MATERIAL FOR THIS TASK:
Content starts

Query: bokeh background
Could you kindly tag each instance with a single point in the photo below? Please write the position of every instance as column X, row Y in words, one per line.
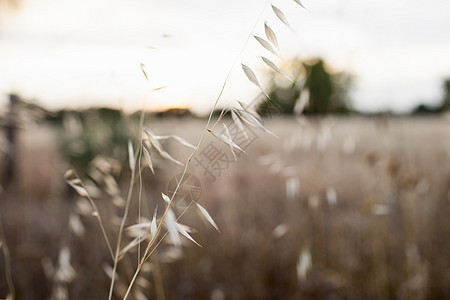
column 342, row 190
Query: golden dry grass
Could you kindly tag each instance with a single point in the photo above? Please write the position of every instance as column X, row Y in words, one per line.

Content ends

PROBLEM TO WORK ON:
Return every record exactly, leaving out the pictures.

ANSWER BOX:
Query: bokeh background
Could you kindly tag each instance with a single point in the photo below? Please write the position of every instance as column X, row Y in words, one per line.
column 342, row 190
Query: golden dry grass
Could you kindly tag each instance with a single point in the photo above? Please write the position of every instance as column X, row Y in words, one per line.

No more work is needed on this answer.